**Records from a data collection**

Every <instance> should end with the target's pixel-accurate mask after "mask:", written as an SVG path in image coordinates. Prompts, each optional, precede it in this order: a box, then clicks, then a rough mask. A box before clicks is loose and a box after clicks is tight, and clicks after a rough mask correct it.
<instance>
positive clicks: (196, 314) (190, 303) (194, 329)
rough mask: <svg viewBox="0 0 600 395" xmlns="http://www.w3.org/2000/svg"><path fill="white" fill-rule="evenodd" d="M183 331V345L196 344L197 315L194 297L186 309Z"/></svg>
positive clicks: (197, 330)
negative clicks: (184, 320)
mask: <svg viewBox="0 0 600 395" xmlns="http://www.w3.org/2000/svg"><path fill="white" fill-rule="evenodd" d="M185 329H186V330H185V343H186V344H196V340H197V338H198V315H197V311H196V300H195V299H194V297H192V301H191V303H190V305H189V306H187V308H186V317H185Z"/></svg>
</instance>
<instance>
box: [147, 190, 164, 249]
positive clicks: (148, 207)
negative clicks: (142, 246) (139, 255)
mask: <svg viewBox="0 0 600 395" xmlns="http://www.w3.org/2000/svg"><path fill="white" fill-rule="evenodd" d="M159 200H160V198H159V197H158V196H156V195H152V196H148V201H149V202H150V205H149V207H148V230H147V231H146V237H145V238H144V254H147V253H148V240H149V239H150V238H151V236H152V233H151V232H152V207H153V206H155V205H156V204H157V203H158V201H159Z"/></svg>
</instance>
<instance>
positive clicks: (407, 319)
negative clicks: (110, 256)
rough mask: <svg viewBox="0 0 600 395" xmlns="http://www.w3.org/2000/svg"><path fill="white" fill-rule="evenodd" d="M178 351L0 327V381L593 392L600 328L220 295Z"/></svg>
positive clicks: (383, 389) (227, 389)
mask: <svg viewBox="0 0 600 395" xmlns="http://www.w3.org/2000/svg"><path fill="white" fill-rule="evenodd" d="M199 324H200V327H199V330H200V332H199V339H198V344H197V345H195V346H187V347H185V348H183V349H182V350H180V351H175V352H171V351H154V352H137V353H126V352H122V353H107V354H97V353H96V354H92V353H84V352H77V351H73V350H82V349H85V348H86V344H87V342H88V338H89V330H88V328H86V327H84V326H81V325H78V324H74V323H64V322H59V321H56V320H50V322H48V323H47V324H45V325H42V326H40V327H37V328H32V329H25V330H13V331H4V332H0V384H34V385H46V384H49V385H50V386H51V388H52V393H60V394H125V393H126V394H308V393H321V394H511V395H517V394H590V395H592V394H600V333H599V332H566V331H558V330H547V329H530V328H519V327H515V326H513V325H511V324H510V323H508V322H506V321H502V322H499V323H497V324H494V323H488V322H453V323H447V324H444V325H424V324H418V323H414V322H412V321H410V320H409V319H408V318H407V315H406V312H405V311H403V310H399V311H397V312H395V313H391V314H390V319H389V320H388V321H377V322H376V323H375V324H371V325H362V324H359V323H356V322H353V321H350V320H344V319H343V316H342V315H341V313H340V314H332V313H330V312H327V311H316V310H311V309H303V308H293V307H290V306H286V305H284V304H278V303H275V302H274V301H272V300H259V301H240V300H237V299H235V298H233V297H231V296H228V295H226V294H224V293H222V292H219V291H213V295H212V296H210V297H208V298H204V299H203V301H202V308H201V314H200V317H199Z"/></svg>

--

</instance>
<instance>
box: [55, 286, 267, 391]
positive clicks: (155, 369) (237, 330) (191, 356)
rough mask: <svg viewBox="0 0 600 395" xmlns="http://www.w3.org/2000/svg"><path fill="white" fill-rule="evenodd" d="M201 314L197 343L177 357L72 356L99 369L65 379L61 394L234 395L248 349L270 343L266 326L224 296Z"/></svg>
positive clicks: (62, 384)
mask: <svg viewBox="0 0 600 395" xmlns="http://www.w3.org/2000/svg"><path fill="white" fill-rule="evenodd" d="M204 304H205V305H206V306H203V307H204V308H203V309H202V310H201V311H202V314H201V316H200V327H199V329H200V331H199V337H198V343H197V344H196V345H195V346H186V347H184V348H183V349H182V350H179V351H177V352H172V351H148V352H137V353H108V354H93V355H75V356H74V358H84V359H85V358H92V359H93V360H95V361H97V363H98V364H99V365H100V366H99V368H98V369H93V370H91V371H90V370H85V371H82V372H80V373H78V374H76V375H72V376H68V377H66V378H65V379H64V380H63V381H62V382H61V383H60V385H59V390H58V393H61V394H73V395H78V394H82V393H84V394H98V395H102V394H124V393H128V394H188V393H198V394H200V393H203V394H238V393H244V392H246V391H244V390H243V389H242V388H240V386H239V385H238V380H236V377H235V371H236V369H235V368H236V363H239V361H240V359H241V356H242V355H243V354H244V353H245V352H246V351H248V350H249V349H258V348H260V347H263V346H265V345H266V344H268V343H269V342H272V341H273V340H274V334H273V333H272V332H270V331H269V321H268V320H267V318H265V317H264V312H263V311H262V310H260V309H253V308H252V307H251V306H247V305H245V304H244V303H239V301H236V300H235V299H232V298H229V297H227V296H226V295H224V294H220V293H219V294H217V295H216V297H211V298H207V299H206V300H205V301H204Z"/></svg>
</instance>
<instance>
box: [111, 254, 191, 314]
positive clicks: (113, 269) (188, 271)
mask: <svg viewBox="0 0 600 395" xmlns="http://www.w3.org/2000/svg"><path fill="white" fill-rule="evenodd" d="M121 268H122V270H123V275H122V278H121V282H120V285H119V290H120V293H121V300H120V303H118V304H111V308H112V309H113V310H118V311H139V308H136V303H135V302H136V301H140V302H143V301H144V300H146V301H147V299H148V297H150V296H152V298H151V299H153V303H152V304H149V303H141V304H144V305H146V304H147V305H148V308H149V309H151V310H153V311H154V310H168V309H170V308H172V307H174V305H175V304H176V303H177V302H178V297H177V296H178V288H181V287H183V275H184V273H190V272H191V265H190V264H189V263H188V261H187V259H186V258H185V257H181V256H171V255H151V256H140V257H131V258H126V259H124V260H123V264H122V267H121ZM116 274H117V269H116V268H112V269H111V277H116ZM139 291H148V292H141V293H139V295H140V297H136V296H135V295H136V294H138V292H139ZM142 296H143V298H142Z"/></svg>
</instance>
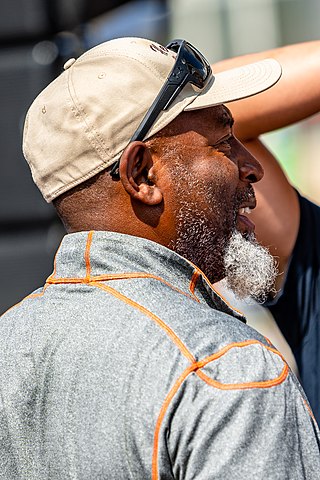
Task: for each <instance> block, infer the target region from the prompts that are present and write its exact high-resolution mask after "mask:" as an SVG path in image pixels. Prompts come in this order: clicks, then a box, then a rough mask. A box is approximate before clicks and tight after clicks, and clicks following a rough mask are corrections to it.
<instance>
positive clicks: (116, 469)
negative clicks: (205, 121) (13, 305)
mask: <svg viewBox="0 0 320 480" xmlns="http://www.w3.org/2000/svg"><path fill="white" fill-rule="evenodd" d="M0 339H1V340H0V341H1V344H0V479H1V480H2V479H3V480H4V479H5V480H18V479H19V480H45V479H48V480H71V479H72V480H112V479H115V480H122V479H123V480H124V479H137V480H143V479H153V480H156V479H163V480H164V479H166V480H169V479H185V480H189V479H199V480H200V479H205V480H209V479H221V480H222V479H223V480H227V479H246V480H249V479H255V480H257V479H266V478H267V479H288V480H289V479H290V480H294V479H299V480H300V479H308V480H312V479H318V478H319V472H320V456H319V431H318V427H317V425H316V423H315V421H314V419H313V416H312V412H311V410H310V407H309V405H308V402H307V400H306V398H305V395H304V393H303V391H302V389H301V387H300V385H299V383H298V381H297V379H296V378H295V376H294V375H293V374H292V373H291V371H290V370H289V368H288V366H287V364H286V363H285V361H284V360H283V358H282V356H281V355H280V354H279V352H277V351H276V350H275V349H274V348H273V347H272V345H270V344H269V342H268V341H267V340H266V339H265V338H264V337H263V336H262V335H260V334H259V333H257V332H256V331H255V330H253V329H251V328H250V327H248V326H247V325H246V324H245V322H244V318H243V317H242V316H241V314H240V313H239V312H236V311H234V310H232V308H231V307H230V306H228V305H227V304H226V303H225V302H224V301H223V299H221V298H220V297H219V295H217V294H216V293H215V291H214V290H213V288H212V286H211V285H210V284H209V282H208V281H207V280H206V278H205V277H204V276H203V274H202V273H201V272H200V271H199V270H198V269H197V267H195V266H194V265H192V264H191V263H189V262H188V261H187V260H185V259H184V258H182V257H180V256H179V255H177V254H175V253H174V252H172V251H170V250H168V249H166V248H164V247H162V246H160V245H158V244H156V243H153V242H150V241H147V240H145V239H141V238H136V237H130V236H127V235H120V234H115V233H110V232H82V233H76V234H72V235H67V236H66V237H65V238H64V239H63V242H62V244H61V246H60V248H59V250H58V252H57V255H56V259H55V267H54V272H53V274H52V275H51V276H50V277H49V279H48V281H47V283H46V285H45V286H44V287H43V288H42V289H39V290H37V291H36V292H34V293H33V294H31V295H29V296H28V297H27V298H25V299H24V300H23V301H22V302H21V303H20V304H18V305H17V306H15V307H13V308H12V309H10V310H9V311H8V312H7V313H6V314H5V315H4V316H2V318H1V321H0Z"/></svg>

* * *

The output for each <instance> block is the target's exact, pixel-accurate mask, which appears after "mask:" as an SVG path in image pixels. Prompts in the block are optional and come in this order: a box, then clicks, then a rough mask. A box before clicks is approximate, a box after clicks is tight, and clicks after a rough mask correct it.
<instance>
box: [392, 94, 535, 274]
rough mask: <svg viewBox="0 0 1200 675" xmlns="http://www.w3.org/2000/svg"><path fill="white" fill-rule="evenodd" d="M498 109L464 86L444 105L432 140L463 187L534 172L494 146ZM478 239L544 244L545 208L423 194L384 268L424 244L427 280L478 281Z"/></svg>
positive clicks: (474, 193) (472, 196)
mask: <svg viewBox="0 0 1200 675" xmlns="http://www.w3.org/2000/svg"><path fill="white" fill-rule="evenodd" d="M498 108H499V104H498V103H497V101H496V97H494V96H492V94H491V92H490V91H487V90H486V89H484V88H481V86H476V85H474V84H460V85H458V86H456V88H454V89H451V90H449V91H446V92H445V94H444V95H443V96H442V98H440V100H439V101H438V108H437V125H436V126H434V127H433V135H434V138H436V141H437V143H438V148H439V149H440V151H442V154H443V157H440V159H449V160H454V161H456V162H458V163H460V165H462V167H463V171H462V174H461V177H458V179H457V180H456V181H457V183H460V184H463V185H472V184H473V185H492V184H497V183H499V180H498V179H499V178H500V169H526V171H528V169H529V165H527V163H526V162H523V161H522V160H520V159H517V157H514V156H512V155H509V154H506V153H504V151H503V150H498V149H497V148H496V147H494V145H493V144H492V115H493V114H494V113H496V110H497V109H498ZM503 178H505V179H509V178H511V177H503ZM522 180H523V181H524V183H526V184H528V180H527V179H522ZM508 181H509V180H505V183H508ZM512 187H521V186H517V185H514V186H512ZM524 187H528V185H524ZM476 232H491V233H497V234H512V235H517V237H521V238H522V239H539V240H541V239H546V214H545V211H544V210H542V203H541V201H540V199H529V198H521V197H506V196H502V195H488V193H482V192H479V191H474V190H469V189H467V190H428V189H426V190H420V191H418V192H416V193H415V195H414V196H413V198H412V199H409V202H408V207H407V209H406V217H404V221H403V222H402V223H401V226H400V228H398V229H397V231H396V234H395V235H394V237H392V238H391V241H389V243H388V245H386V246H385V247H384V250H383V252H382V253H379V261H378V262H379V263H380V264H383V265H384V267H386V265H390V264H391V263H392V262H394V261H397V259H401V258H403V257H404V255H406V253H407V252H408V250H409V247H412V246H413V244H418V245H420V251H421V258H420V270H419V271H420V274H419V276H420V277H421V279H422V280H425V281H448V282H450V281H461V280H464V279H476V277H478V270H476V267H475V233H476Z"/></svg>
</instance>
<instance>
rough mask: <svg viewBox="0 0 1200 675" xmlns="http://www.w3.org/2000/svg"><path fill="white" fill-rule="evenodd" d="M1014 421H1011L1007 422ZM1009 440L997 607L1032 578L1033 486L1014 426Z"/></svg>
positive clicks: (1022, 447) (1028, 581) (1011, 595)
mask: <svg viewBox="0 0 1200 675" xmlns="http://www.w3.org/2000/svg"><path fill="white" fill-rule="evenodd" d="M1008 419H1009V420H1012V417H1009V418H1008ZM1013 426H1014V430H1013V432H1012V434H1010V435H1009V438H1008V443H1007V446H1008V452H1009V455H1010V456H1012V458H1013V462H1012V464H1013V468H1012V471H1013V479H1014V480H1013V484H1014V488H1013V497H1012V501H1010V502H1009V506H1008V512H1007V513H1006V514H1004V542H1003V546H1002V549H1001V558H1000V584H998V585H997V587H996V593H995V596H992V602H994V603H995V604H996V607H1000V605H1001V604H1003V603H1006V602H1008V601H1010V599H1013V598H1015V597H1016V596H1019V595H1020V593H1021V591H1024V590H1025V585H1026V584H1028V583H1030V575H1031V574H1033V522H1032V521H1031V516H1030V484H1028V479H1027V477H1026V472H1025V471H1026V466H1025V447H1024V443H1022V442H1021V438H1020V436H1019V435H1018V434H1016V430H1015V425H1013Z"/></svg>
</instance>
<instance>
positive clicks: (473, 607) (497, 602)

**ASSIGNMENT**
What is asked for is an exact copy of the lines above from the one containing "box: [392, 94, 535, 274]" through the one containing "109L464 86L444 105L432", and only those.

**RESULT FOR THIS TASK**
box: [392, 94, 535, 274]
rough mask: <svg viewBox="0 0 1200 675" xmlns="http://www.w3.org/2000/svg"><path fill="white" fill-rule="evenodd" d="M498 109L464 86L444 105L432 140L463 187L534 172L494 146ZM478 239L544 244L545 208L423 194L384 268L424 244L427 280L478 281Z"/></svg>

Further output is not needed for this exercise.